(Data drawn from a collection)
--------
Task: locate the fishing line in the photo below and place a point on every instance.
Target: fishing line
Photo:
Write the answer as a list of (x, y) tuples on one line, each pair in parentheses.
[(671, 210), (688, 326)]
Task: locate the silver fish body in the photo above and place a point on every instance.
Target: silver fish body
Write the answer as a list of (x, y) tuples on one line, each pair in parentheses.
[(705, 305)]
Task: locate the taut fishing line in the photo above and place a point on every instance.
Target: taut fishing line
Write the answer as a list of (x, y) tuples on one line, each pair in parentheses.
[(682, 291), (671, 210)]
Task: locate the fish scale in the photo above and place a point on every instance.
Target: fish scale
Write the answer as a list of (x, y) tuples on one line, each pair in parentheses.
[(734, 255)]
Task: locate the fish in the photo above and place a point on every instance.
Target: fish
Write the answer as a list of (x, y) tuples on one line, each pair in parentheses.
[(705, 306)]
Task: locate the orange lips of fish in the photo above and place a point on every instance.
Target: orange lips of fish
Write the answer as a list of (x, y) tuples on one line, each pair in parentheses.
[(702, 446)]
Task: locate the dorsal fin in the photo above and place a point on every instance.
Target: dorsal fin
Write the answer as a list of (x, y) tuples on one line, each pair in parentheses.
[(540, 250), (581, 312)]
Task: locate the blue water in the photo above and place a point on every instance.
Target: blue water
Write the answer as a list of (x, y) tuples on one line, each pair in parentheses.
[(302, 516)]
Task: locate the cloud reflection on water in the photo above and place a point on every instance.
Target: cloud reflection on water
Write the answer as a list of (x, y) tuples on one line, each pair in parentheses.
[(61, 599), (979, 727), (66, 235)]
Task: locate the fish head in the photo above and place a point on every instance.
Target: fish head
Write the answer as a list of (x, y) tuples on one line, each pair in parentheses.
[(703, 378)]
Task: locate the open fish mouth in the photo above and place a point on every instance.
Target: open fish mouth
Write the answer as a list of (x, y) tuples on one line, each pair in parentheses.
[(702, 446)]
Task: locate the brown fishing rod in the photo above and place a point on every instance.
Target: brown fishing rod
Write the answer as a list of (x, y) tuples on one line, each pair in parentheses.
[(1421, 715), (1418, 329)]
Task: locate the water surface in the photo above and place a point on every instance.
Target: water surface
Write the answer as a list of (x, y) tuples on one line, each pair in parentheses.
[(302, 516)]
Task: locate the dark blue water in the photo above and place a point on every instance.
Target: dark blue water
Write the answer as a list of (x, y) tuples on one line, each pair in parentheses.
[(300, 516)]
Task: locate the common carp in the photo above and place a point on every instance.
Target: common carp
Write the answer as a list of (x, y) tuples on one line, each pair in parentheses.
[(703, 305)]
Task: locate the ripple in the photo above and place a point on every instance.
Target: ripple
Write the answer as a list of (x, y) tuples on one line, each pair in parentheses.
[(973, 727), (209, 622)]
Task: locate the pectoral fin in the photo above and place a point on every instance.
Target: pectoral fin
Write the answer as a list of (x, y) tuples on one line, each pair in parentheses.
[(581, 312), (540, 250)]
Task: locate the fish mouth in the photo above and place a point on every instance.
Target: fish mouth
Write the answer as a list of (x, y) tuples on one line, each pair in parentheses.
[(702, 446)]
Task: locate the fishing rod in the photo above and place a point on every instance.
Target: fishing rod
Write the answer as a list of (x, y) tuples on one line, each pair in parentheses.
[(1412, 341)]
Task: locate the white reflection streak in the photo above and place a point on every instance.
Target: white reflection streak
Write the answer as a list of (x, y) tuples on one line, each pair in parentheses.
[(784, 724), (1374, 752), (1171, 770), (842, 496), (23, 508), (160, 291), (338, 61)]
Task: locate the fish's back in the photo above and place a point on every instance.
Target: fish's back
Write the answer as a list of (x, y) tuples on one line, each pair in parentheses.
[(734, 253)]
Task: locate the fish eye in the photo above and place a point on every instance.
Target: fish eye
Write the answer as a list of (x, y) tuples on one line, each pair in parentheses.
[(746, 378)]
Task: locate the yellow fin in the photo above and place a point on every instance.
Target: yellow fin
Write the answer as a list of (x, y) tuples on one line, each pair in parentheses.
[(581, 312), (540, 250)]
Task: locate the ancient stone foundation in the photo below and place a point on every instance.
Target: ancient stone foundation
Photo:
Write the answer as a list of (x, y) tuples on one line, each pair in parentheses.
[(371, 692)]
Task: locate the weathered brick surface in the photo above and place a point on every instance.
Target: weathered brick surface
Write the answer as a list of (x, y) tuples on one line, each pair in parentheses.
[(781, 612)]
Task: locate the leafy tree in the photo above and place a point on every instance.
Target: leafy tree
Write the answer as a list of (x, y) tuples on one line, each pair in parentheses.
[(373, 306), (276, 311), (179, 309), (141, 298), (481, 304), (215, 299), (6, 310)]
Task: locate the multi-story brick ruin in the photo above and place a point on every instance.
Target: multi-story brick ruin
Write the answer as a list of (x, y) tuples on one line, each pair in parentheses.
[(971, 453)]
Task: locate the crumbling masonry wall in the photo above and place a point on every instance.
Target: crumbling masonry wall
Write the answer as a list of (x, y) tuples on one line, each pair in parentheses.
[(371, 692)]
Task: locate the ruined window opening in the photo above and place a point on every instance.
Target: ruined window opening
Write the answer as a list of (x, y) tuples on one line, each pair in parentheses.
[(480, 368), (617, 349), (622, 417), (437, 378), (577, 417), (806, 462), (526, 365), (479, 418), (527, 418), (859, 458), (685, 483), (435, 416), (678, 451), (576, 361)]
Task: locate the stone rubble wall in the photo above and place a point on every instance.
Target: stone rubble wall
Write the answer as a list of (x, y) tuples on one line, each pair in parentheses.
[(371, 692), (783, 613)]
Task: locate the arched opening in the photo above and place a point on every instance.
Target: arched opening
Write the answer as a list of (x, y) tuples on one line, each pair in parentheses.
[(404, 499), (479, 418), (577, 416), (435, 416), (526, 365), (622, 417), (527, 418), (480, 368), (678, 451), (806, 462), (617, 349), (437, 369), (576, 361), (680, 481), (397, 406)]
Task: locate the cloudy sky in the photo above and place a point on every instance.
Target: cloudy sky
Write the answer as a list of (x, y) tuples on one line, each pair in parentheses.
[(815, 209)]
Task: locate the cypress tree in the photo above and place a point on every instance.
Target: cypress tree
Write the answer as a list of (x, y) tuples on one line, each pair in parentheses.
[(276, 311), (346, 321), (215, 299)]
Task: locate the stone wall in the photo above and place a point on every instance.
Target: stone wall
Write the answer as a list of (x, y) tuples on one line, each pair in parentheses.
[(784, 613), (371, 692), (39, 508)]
--------
Extract every line of the data above and reproduce each one word for word, in the original order.

§ **Expected answer**
Task: locate the fishing line in the photo below and place a point on every instance.
Target: fishing line
Photo:
Write the answer as a list of (x, y) tuples on one line, each pair in parentheses.
[(671, 210), (688, 326)]
Task: locate the silver fish body in the photo above and place a point on every instance.
Target: silver fish body
Write the answer as a list of (x, y) tuples on one line, each pair in parentheses.
[(705, 305)]
Task: locate the taut fishing line in the photo above and place a point on every instance.
Target: taut fishing line
Write the answer as a list of (x, y) tuples on one line, each pair in parentheses.
[(682, 291), (671, 210)]
Task: locate the fish scale in the photo above and place a point on every instance.
Target: fish scale
Write the answer as a list of (x, y) tuples on one line, each pair in parentheses.
[(734, 255)]
Task: locate the fish in the photo above and place a point on every instance.
Target: fish
Write the answer as a list of (x, y) tuples on one line, each pair in parentheses.
[(705, 306)]
Task: locate the orange lips of fish in the photo above and place a point on every instance.
Target: orange lips of fish
Write the answer as a list of (x, y) tuples on one line, each pair in parentheses.
[(702, 446)]
Task: locate the dorsal fin in the photo above and place a point on every instance.
Target: dorsal fin
Write the answer as a list of (x, y) tuples on one line, each pair in parentheses.
[(540, 250), (581, 312)]
Task: locate the blue water in the photo above and place a point on every instance.
Target: blue water
Write the answer as a list of (x, y) tuples on one line, each pair in parentheses.
[(302, 516)]
Task: locate the cloud reflection on water in the photo above and place a point on every instance.
Target: cloud reflection on water
Write the answer as a list of (x, y) tuples on one line, each pair in parentheses.
[(61, 599), (979, 727), (66, 235)]
Task: locate the fish head in the photo above and place a point on every instance.
Target: fish head
Write the answer as a list of (x, y) tuples on one line, each pair in parentheses.
[(703, 378)]
Task: locate the open fish mouth in the photo above and place a point on every instance.
Target: open fish mouth
Write the answer as a list of (x, y) tuples on one line, each pair in parentheses.
[(702, 446)]
Task: locate the brown fishing rod in the photo above and place a point on every instance.
Target: brown fishing rod
Write the answer as a list of (x, y) tuples on one line, each pair in parentheses.
[(1421, 715), (1418, 329)]
Task: locate the water surface in the photo above and place a point on every instance.
Target: water surface
Write the answer as a list of (x, y) tuples on one line, each pair in parentheses.
[(302, 516)]
Task: locate the dark blue water in the photo above and place a point on every instance.
Target: dark blue water
Write the answer as a list of (x, y) tuples on one line, each pair in parentheses.
[(300, 516)]
Task: locate the common carp in the photo above and place a point on every instance.
Target: common carp
Write the answer as a list of (x, y) tuples on one line, each pair in parentheses.
[(703, 305)]
Task: locate the ripple in the photo above and place a point on every instance.
Target: ripple
Write the answer as a list of (x, y) tuples on one line, each pair in parentheses.
[(973, 727), (209, 622)]
Task: locate the pectoral fin in the photo above and place a point on every instance.
Target: pectoral fin
Write the answer as a list of (x, y) tuples on one line, each pair in parentheses.
[(581, 312), (540, 250)]
Task: locate the fish mouth in the photo above and place a point on every instance.
Target: fish mouth
Write the answer as a list of (x, y) tuples on one line, each pair in parentheses.
[(702, 446)]
Task: locate the fishing rod in the photo above and place a point on every instance.
Target: fishing rod
Write the answer as a list of (x, y) tuples on one line, each pair in parentheses.
[(1412, 341)]
Task: locate the white reflection streak in the photo above and place a point on every instance.
Target: white reflection streak
Write the answer as a list of (x, y) tuples on one line, each pair in parentheses.
[(784, 724), (1374, 752), (1171, 770), (842, 496), (23, 508), (160, 291), (338, 61)]
Task: locate the fish's back in the photo above and place a point on every instance.
Target: fish's back
Write the answer as a list of (x, y) tuples on one line, each pair in parentheses.
[(734, 253)]
Task: locate the fish eye in the photo above and place a point on every instance.
Target: fish eye
Write the answer as a list of (x, y) tuples on one line, each pair in parentheses.
[(746, 378)]
Task: locate the yellow fin in the photo above and place a point on every instance.
Target: yellow fin
Write the answer as a list of (x, y) tuples on one line, each pair in parentheses.
[(581, 312), (540, 250)]
Task: locate the ancient stone foundation in the photo below and place a point on every instance.
Target: ancient stone foundation
Photo:
Write the answer as a list of (x, y) tuples on one line, each pair in parentheses.
[(371, 692)]
Task: locate the weathered brick surface in the photo above and place a point on every instance.
Target: weathered brick surface
Write the answer as a list of (x, y) tuples on one line, each pair in parentheses.
[(781, 612)]
Task: locate the leafy tree in the photo above and place a point on every instance.
Target: leafy tree
Write the answer as a list of (x, y) tuples on one line, each pair in parentheses.
[(373, 306), (276, 311), (179, 309), (141, 298), (481, 304), (215, 299), (6, 310)]
Task: locate the multi-story brick ruin in the photo above and place a point on every instance.
Target: multi-story brick ruin
Write the answer as a list of (x, y) tuples on one line, each pair in parentheses.
[(971, 453)]
Task: locate the crumbling masonry wall in the photo above and place a point on every instance.
Target: crumbling masonry wall
Write the answer as a list of (x, y) tuples on one line, each pair in parentheses.
[(371, 692)]
Task: locate the ruined window opening in the photo above and place a point on every instance.
Target: ruined window opening
Write the answer as a list of (x, y) tuples on one line, each pair in parentheses.
[(480, 368), (617, 349), (622, 417), (437, 378), (577, 417), (806, 462), (526, 365), (479, 418), (527, 418), (859, 458), (685, 483), (435, 416), (678, 451), (576, 361)]
Task: locate the stone rubble wall in the photo above and place a point on every instance.
Target: stone rubble wall
Write the answer as a list of (x, y) tuples on one line, each pair in parentheses.
[(371, 692), (783, 613)]
Task: locate the arched opening in the photo above and place a point on every instance.
Target: arched opening
Write the answer as a list of (x, y) tuples on one line, each pair in parentheses.
[(404, 499), (479, 418), (577, 416), (435, 416), (526, 365), (622, 417), (527, 418), (480, 368), (678, 451), (806, 462), (617, 349), (437, 369), (576, 361), (680, 481), (397, 406)]
Task: locate the cloudy sky in the photo above and place a point on every instance.
Target: cloudy sky
Write the answer as a list of (x, y) tuples on one line, each pair in parentheses.
[(815, 209)]
Task: locate the cypress tree in the photo above and place a point on every instance.
Target: cypress tree
Write the answer as a list of (x, y) tuples on one line, each pair in parentheses.
[(276, 311), (346, 321), (215, 299)]
Task: locate the stone wall in the photo above and place a point on every instance.
Target: stone wall
Write the answer as a list of (x, y) tuples on one line, each pair in parentheses.
[(784, 613), (371, 692), (39, 508)]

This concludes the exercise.